- [AUFGABEN]
1 > Aus welchem Grund bildet die Zeit laut dem Textausschnitt über Heidegger nicht den Horizont des Seins?
2 > Prüfe anhand des Textausschnitts über Heidegger, ob jede Aussage zutrifft. Antworte jeweils mit Ja oder Nein und zitiere die entscheidenden Worte.
(a) Heidegger hat sich an der fraglichen Stelle sehr genau ausgedrückt.
(b) Laut Textausschnitt meinte Heidegger den Horizont der Wirklichkeit.
(c) Die Tradition glaubt, dass der Horizont der Wirklichkeit im Sein besteht.
3 > Führe den Textausschnitt über Heidegger und die Frage nach Sein und Zeit an der Stelle weiter, an der er aufhört.

══ TEXTAUSSCHNITT ══

Dazu sollten wir sie aber erst sauber formulieren, denn Heidegger hat sich an der fraglichen Stelle etwas zu salopp ausgedrückt. Es kann nicht darum gehen, ob die Zeit eventuell den Horizont des Seins bildet; das tut sie natürlich nicht, weil sich Sein und Zeit widersprechen, wie in den nächsten beiden Abschnitten deutlich werden soll.
Heidegger meinte meines Erachtens nicht den Horizont des Seins, sondern denjenigen der Wirklichkeit und damit die Frage, ob dieser
– – wie die Tradition glaubt – tatsächlich im Sein besteht oder
– – im Sinne (meines Verständnisses) der Postmoderne – durch die Zeit ersetzt werden müßte.

═══
══ EXTRAHIERTE EINTRÄGE ══

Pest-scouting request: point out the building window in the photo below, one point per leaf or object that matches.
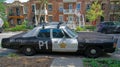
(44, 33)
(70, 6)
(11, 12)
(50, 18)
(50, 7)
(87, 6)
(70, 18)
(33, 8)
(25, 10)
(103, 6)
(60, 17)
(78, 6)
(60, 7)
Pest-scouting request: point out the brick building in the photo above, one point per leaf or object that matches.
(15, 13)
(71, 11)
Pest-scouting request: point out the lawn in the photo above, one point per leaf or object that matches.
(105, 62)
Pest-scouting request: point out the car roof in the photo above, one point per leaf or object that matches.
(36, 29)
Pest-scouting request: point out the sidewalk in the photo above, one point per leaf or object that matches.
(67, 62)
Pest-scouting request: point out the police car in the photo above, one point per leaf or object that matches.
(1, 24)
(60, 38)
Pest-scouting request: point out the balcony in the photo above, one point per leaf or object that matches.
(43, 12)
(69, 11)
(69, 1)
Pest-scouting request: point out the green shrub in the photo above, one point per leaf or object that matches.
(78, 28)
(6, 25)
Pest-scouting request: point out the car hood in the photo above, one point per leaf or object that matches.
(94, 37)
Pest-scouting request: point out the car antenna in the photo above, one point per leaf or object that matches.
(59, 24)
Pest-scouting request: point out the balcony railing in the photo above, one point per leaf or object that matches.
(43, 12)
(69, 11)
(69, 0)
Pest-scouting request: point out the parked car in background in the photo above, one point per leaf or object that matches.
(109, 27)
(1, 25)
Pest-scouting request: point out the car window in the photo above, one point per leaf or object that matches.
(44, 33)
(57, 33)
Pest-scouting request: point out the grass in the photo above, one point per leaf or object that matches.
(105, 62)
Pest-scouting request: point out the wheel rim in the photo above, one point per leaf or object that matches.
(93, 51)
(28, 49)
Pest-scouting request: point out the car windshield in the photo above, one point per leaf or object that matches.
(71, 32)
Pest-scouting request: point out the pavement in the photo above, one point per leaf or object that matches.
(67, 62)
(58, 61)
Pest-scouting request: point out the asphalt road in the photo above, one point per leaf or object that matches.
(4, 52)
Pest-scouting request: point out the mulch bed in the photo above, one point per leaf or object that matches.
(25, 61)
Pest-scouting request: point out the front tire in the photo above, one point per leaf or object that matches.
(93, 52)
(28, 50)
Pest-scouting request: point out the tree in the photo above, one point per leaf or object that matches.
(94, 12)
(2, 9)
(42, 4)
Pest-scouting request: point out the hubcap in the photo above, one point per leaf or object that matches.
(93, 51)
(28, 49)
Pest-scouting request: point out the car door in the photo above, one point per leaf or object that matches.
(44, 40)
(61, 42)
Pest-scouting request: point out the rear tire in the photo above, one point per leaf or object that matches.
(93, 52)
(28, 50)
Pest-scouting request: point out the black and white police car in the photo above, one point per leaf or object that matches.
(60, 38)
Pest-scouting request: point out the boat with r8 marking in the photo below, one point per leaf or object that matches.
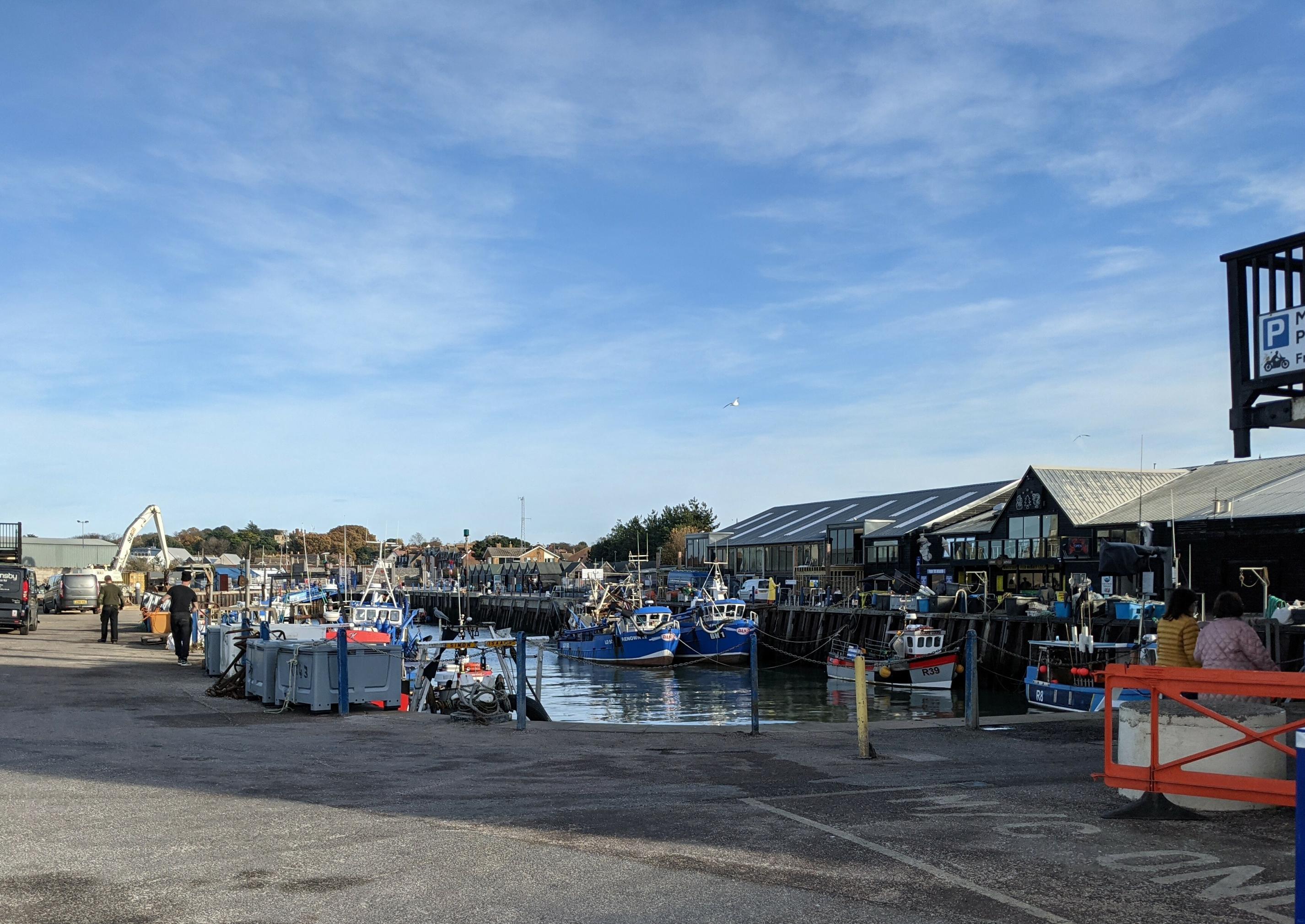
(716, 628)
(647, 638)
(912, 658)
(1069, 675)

═══

- [ANTWORTEN JE AUFGABE]
1 > Weil sich Sein und Zeit widersprechen.

2 >
(a) Nein: „etwas zu salopp ausgedrückt“
(b) Ja: „sondern denjenigen der Wirklichkeit“
(c) Ja: „wie die Tradition glaubt – tatsächlich im Sein besteht“

3 >
Daß das Sein den Horizont der traditionellen Wirklichkeit bildet, klingt vielleicht etwas abgehoben, meint aber ganz einfach, daß alles Wirkliche ist. Die Tradition kennt sowohl Seiende als auch Ideen, und sie alle sind.
Im Horizont der Zeit dagegen ist keinerlei Wirklichkeit und kann sie auch prinzipiell nicht sein; die Wirklichkeit ist nicht, sondern andert sich.
Den Begriff des Anderns hatte ich im vorigen Kapitel schon en passant benutzt; das war kein Schreibfehler, sondern wir müssen die Anderungen der Wirklichkeit im Horizont der Zeit deutlich von ihren Änderungen im Horizont des Seins unterscheiden. Es gibt jeweils nur eines von beiden; die Tradition kennt keine Anderungen und unsere Postmoderne keine Änderungen der Wirklichkeit.
Da ich das traditionelle Denken für falsch halte, existieren allein die Anderungen der Wirklichkeit. Aber um sie zu verstehen, sollten wir bei deren Ihnen bereits bekannten Änderungen beginnen. Die gibt es zwar gar nicht, aber seit zweieinhalb tausend Jahren reden alle davon.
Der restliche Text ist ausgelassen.